### Given exercise
Set down exactly the lines from the one containing "[954,123], drawn from the photo above." through the last line of the records below, both included, and nothing else.

### Pointing dataset records
◆ ◆ ◆ ◆ ◆

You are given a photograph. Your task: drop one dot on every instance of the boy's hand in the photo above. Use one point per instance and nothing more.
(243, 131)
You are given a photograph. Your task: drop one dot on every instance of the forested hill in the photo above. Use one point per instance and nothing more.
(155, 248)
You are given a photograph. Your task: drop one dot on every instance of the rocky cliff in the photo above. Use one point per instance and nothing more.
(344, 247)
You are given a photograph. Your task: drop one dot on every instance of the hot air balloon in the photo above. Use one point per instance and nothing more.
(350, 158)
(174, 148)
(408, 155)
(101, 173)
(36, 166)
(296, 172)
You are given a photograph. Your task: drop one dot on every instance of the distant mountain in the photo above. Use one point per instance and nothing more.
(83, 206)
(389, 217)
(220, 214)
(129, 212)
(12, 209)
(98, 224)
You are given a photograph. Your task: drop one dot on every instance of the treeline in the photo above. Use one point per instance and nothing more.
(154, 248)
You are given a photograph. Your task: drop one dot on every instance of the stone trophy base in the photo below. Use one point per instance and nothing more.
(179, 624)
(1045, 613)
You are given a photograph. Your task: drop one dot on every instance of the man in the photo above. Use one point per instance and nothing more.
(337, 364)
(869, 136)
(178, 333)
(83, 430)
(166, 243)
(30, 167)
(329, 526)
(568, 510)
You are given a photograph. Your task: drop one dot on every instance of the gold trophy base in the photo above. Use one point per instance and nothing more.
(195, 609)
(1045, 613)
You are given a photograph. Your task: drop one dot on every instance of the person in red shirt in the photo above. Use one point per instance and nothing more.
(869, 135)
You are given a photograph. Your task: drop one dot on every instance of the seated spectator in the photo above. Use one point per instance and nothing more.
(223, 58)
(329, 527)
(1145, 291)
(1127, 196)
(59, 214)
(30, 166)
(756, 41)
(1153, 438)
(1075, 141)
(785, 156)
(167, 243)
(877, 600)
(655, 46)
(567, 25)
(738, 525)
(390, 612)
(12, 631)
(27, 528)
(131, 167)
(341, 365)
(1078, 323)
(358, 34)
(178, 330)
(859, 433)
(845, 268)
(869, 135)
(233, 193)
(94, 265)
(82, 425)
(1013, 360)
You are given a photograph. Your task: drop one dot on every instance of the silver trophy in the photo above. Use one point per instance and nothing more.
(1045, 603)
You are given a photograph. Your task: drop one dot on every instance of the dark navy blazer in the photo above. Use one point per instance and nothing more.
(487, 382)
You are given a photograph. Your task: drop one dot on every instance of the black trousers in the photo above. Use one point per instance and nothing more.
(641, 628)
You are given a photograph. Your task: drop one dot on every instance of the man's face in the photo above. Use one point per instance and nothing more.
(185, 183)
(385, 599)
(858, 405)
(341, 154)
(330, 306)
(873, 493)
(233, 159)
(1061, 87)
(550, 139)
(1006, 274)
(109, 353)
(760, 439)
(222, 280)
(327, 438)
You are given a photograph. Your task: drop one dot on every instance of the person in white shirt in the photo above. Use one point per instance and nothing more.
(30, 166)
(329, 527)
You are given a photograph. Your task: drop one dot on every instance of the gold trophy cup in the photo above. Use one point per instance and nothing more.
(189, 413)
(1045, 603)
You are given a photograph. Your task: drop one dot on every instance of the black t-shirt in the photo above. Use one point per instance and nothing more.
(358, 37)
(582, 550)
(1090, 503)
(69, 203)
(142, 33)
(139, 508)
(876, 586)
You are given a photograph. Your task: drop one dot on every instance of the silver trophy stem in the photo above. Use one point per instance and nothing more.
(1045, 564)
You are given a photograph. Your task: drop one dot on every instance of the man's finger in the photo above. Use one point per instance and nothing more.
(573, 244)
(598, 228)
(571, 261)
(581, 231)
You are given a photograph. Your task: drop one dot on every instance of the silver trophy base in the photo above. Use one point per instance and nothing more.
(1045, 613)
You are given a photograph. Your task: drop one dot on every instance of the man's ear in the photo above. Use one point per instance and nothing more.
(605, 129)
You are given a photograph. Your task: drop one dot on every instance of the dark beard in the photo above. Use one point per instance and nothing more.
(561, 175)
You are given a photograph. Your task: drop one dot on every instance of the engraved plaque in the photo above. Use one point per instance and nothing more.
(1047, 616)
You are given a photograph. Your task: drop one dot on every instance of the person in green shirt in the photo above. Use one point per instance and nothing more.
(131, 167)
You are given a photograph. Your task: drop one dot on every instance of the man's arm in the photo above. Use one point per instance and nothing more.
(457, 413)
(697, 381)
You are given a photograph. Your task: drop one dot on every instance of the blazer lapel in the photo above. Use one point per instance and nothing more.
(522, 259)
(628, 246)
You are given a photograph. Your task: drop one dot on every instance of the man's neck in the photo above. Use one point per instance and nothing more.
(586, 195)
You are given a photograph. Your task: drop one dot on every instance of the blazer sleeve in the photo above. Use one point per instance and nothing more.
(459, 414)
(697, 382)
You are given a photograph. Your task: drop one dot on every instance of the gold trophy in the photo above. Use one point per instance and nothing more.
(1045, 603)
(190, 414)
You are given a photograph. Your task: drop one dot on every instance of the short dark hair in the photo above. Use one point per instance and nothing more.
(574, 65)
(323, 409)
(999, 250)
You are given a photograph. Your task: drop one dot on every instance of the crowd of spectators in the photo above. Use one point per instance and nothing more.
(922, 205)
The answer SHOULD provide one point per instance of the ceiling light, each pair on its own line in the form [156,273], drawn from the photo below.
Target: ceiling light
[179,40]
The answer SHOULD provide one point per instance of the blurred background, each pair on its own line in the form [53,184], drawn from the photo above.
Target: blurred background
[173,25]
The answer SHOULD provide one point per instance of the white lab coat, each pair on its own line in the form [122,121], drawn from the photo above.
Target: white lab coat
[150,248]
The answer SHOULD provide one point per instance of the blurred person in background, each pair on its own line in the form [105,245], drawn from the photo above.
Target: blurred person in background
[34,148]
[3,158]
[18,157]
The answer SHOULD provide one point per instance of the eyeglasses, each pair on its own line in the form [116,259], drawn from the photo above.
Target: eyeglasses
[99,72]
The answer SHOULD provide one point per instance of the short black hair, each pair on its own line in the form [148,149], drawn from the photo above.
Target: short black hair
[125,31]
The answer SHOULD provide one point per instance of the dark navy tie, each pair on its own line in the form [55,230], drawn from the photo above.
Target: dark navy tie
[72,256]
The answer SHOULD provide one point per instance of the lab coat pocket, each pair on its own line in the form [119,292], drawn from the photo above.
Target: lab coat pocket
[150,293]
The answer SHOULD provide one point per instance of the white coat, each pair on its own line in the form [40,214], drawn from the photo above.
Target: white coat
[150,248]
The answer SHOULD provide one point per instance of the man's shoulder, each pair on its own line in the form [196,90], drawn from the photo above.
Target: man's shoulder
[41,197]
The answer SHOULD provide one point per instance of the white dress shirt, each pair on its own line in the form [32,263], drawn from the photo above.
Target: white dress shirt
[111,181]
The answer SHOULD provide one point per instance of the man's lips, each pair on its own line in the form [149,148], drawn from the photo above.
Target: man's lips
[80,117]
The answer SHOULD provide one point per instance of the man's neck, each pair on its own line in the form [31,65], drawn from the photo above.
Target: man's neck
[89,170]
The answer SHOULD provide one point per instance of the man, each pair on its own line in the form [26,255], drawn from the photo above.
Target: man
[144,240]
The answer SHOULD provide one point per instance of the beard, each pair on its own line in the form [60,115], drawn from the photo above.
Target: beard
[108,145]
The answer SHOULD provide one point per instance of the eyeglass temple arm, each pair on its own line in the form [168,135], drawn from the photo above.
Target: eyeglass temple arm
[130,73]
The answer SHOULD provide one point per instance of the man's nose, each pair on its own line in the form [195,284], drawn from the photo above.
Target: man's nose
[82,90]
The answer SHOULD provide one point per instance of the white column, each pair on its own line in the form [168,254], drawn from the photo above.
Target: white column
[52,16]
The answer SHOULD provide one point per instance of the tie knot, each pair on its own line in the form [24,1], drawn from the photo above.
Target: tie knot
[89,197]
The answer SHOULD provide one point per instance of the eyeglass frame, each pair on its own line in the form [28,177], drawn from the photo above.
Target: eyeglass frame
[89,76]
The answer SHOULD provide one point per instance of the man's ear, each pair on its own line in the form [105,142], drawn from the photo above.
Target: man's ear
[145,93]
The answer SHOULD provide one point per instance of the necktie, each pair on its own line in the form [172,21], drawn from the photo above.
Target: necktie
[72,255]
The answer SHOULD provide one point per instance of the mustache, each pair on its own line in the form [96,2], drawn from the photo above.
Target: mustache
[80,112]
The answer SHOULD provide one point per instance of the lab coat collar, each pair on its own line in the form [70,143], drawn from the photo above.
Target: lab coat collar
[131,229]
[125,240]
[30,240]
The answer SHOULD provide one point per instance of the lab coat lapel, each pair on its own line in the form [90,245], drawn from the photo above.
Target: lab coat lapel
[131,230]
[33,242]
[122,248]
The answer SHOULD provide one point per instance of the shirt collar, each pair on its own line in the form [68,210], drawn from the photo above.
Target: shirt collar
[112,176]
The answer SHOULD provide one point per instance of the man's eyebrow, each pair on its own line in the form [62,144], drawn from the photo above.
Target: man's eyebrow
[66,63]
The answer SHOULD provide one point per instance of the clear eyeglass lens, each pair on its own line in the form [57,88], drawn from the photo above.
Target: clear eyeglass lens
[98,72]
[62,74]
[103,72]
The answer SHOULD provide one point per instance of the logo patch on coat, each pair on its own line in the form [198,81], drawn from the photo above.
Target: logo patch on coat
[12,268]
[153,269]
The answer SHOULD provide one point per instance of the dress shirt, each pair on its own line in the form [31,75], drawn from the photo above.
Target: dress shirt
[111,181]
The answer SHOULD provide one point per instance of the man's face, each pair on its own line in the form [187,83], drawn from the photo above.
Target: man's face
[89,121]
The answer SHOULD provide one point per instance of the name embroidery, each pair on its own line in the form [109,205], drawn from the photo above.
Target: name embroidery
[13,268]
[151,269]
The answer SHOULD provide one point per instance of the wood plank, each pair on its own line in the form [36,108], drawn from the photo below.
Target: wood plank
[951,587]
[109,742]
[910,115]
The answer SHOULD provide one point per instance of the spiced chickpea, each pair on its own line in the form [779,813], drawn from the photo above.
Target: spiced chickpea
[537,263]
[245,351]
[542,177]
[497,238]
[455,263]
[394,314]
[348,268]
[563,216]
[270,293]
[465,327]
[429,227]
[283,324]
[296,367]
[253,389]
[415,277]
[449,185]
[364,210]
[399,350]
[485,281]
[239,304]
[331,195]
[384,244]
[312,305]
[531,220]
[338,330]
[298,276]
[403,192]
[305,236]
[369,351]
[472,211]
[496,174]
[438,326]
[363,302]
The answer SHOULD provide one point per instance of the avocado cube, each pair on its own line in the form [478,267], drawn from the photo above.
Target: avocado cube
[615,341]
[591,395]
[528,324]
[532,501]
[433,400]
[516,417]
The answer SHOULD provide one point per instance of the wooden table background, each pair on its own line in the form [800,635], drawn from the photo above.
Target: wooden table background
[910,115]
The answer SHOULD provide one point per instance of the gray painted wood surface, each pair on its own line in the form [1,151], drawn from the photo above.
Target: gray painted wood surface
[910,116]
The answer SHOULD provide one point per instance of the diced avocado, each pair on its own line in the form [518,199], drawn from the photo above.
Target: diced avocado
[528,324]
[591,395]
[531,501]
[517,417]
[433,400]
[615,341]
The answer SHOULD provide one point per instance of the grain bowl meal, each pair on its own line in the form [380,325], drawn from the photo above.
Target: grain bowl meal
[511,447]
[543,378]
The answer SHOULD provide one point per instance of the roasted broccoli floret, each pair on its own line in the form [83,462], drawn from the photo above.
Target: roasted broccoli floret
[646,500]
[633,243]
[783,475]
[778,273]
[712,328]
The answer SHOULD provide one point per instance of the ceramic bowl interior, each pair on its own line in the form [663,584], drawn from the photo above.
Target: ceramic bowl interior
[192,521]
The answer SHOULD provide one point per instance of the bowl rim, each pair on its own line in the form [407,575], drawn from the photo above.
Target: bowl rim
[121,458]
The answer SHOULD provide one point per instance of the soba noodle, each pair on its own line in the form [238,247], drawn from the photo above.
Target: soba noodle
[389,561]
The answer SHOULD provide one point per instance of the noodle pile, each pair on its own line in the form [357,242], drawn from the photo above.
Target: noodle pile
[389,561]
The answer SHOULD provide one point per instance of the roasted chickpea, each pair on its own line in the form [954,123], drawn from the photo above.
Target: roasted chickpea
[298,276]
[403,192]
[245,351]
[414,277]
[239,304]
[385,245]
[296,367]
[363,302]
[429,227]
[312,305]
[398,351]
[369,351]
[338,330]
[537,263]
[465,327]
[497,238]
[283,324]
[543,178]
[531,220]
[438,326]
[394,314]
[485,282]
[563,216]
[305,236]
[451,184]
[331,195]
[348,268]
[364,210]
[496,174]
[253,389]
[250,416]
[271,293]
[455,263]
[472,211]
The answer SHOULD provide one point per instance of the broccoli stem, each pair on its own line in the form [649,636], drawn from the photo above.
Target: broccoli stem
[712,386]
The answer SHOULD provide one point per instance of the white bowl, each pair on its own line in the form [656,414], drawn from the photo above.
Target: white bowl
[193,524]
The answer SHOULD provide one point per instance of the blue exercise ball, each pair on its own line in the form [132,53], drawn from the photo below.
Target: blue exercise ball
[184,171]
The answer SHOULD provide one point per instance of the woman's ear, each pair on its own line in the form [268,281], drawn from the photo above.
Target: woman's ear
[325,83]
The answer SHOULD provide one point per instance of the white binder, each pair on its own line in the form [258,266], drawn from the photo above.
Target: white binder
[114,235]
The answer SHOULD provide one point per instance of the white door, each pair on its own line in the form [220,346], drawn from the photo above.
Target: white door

◆ ◆ ◆ ◆ ◆

### Final result
The answer SHOULD provide one point per instance of the roasted chickpea, each pair on its own line in the form [954,123], drawn from the photo above.
Target: roasted chickpea
[298,276]
[403,192]
[245,351]
[414,277]
[239,304]
[385,245]
[296,367]
[363,302]
[429,227]
[312,305]
[398,351]
[369,351]
[338,330]
[537,263]
[465,327]
[497,238]
[283,324]
[543,178]
[531,220]
[438,326]
[394,314]
[485,282]
[563,216]
[305,236]
[451,184]
[331,195]
[348,268]
[364,210]
[496,174]
[253,389]
[250,416]
[271,293]
[455,263]
[472,211]
The answer SHOULD provide one point per instance of the broccoli stem, each pair on its own line in the form [649,636], drawn from the photo above.
Target: broccoli stem
[712,386]
The answer SHOULD provide one point per instance of the white bowl, each pair on its own line in the form [656,414], drawn from the photo above.
Target: white bowl
[193,524]
The answer SHOULD provide one point per instance of the blue exercise ball, each pair on its own line in the form [132,53], drawn from the photo below.
Target: blue exercise ball
[184,171]
The answer SHOULD provide one point per instance of the woman's ear, each pair on its own line in the form [268,281], drawn from the photo above.
Target: woman's ear
[325,83]
The answer SHOULD provide one point per instance of the white binder, each pair on its own line in the form [258,266], drawn from the photo above.
Target: white binder
[114,235]
The answer SHOULD provide one point per instance of the white door, each pair on its own line in the form [220,346], drawn from the photo above.
Target: white door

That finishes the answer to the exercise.